**What the task requires:** Keep only the lines that hold the string "neck", filtering out the rest of the entries below.

**Working data:**
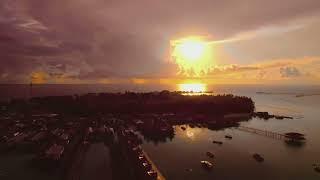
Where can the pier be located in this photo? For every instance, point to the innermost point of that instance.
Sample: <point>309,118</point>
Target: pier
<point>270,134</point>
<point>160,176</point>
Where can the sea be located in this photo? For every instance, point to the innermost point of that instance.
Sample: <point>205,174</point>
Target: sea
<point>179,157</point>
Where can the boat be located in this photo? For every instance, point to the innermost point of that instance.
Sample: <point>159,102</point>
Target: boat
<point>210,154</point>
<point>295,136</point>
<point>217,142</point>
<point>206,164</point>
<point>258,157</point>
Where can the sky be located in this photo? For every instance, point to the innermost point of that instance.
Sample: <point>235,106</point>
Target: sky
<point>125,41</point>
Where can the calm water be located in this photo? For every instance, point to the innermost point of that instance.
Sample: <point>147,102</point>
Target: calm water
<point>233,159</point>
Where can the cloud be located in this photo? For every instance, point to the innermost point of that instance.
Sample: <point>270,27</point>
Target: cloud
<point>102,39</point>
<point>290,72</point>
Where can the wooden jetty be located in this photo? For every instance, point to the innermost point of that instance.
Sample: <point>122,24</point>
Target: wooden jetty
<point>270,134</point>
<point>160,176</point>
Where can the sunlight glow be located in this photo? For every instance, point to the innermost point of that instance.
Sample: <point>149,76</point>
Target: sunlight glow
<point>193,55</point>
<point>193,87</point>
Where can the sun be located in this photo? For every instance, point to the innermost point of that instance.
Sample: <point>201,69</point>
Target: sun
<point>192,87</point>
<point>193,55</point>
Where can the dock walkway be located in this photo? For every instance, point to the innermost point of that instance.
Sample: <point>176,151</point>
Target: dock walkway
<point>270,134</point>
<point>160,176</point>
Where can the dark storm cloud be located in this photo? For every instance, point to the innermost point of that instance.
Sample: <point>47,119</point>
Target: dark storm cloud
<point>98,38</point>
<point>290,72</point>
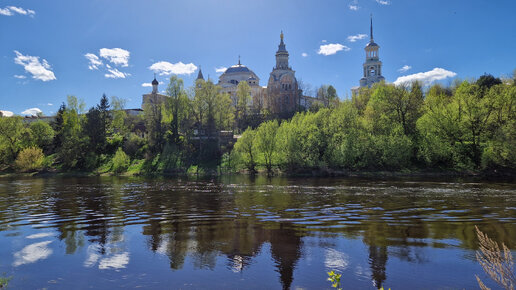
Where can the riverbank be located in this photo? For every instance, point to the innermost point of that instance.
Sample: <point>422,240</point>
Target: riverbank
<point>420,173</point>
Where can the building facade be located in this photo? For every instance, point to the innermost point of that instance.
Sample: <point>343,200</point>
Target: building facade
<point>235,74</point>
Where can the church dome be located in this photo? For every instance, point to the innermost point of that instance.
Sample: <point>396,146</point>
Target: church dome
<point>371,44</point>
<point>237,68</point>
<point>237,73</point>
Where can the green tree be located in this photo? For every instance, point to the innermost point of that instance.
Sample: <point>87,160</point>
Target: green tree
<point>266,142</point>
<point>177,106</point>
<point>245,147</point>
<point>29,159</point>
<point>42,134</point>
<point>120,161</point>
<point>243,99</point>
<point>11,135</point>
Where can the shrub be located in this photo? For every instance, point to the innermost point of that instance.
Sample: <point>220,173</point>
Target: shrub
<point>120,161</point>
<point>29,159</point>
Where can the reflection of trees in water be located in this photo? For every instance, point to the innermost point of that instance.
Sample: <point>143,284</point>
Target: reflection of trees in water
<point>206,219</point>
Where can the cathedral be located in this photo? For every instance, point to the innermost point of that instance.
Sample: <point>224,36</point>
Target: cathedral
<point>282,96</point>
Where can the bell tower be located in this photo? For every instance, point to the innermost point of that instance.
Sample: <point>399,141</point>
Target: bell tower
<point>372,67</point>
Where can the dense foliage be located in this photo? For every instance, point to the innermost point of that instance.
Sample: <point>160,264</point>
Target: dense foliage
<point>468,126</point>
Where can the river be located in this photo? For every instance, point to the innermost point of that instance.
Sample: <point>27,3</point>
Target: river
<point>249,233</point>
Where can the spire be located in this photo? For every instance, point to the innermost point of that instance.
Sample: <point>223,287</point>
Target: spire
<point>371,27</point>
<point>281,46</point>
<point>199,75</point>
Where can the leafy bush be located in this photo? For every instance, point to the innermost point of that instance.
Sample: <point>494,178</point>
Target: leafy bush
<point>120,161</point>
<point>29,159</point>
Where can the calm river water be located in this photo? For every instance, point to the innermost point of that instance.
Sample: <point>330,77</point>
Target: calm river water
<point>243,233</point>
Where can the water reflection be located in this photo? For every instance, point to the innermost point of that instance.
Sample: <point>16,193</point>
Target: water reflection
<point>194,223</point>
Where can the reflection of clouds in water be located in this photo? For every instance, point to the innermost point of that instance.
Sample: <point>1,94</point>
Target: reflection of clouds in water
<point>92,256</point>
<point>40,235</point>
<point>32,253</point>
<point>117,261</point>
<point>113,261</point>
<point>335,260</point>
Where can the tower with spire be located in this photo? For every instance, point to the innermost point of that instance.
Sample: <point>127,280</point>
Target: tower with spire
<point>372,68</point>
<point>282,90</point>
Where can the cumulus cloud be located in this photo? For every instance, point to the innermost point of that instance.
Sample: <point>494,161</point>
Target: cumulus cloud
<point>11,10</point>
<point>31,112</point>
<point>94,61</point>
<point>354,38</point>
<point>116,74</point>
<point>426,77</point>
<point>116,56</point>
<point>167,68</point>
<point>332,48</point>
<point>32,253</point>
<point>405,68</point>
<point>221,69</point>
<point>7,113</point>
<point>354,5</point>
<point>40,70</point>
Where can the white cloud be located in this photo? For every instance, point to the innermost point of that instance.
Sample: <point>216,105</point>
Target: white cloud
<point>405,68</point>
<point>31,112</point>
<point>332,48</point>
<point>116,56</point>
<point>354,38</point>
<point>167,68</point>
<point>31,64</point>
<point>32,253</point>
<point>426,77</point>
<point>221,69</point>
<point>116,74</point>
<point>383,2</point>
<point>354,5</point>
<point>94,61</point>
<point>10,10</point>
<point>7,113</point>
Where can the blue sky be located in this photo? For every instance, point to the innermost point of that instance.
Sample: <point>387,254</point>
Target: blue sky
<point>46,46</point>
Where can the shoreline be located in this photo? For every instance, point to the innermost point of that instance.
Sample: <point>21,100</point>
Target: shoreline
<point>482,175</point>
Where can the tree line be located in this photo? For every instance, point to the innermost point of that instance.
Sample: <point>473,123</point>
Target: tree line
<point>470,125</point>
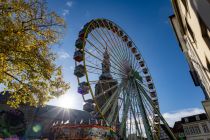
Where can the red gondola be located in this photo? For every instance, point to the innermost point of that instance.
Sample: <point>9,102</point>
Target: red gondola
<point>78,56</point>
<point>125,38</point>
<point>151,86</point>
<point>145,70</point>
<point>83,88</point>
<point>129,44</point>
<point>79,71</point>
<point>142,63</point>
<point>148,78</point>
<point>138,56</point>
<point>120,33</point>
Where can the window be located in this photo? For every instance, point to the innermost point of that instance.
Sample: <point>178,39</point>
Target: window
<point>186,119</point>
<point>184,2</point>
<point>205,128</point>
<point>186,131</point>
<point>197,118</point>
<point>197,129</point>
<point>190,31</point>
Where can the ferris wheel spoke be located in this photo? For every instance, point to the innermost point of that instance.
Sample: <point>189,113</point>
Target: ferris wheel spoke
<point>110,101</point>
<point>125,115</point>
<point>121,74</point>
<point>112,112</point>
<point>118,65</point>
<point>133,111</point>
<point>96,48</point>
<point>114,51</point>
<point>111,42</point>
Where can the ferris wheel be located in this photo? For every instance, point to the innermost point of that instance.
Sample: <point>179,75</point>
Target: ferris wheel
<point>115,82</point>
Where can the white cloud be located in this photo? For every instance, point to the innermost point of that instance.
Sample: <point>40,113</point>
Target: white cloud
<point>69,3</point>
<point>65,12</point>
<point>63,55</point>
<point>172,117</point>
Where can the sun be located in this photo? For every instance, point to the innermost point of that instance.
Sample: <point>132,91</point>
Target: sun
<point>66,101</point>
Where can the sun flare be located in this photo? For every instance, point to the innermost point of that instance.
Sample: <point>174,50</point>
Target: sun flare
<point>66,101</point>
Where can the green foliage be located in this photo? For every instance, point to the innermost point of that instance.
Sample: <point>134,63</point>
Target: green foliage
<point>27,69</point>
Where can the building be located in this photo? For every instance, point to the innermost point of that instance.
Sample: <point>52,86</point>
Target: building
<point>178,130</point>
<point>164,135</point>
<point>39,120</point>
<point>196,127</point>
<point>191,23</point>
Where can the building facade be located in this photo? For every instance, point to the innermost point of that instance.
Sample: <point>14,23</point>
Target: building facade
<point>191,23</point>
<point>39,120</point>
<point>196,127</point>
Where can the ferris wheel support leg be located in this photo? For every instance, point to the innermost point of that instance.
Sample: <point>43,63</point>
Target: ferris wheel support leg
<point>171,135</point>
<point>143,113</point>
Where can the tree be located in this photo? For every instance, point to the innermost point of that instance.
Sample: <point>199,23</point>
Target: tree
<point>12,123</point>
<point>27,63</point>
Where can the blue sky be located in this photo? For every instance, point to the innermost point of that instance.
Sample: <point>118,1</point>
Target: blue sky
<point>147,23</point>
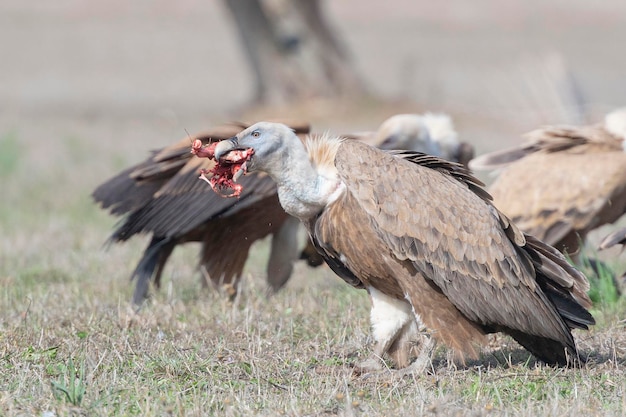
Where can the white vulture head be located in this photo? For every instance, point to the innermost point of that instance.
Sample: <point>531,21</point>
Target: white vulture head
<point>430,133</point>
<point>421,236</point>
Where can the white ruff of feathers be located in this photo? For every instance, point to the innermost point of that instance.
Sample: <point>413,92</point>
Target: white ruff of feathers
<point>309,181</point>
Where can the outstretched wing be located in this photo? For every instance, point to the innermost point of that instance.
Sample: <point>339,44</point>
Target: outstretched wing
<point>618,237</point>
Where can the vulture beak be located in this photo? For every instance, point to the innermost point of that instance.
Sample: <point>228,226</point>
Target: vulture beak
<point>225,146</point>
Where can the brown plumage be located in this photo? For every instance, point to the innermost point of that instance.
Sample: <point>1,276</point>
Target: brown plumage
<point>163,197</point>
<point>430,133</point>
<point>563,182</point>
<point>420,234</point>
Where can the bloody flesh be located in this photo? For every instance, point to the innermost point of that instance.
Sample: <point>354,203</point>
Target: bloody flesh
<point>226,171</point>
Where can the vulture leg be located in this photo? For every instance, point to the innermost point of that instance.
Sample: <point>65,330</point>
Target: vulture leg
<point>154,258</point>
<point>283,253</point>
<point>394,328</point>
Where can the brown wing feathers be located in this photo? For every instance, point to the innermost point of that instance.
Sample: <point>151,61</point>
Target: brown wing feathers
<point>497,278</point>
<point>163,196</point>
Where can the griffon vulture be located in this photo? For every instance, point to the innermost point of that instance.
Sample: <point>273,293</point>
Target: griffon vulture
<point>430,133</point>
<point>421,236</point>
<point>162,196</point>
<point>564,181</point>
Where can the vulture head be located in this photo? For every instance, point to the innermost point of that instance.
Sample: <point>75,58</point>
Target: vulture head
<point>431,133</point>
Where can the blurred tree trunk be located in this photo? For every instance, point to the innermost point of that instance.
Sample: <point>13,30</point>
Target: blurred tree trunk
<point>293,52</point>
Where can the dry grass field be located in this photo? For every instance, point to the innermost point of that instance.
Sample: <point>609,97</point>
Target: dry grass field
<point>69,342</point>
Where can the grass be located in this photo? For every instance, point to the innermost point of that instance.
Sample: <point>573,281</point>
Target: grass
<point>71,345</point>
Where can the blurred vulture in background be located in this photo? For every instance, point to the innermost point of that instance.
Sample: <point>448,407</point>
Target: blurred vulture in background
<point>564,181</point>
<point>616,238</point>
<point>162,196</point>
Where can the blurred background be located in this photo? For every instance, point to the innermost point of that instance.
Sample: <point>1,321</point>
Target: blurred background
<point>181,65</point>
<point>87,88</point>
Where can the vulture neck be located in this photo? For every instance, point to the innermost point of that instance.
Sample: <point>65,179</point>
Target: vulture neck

**Solution to the problem:**
Where can the vulture neck be located in this photo? For every instance, point to the innermost point of that instance.
Target: vulture neck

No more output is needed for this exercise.